# start of PAGE EXTRACT

Dewbre hauled numerous loads for Anheuser-Busch in the two and a half years preceding the accident. He is familiar with Anheuser-Busch’s load configurations. Most loads are a “double 11” configuration: “[e]leven pallets from where it starts to the end would be 22 pallets.”He has had one “double 11” load shift, causing a pallet to fall over. Depending on the type of load, the manner of driving may need to be modified.

In the past, cargo was “live-loaded”; drivers actually helped load the cargo and gave instructions. Dewbre has supervised approximately twenty loads. He typically loads the pallets “[s]ide to side with void fillers,” a “piece of cardboard that unfolds and [ ] makes a mesh” to “hold[ ] the pallets in place so they can’t leap, they can’t move.”Most cargo is now pre-loaded. Dewbre secures the load to the “best of [his] ability.” This includes installing load locks, which “go[ ] against the sides and you jack it up, and it has got pads on each end of it, keep it from slipping.”

# end of PAGE EXTRACT
# start of DATASET RECORDS

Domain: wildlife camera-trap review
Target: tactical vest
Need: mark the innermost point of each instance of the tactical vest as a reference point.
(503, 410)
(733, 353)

# end of DATASET RECORDS
# start of DATASET RECORDS

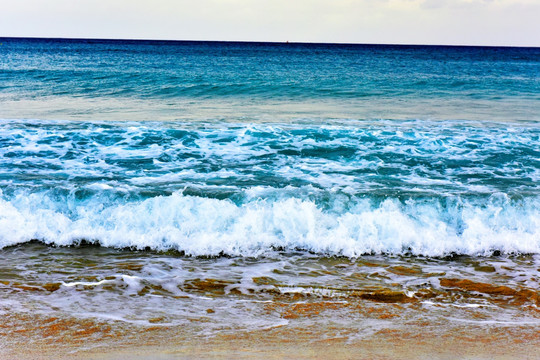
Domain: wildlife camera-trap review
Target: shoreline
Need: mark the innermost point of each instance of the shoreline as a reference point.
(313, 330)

# end of DATASET RECORDS
# start of DATASET RECORDS

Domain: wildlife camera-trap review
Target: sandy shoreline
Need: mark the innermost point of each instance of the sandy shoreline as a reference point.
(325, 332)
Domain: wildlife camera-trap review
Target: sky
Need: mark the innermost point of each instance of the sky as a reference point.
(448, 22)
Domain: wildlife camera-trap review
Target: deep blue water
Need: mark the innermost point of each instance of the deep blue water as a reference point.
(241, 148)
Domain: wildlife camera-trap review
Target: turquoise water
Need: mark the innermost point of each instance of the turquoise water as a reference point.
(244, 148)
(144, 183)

# end of DATASET RECORDS

WRITTEN INSTRUCTION:
Can you resume the passage about Dewbre's hauling and securing of Anheuser-Busch loads, continuing right after its final sentence?

TASK RESPONSE:
At some point, Anheuser-Busch stopped using void fillers and began stacking pallets seven or eight layers high, causing them to fall or turn over. On the day of the accident, Dewbre did not inspect the load. However, he was certain that there were no void fillers because they are always listed on the bill of lading, but were not listed on the day of the accident. He observed that the load was shrink-wrapped and the pallets were stacked about seven feet high. He installed load locks.

At some point during transport, the truck left the lane of traffic and crossed onto the shoulder. When Dewbre attempted to correct, the “beer hit the side of the trailer so hard that it slapped the truck down,” like “being at the end of a bullwhip.”He testified that he has “pulled enough loads, [to] know when something is moving or something is-something is moving around, and it definitely got all shifted up against the side.”

Dewbre opined that the lack of void fillers caused the pallets to shift to the side, which caused the roll-over. Void fillers would have prevented both the shifting and the roll-over. Because the truck contained thirty feet of “open space,” Dewbre believed that Anheuser-Busch should have “set the load down” instead of stacking the pallets so high. He concluded that Anheuser-Busch negligently loaded the beer by failing to use void fillers and by stacking the pallets too high.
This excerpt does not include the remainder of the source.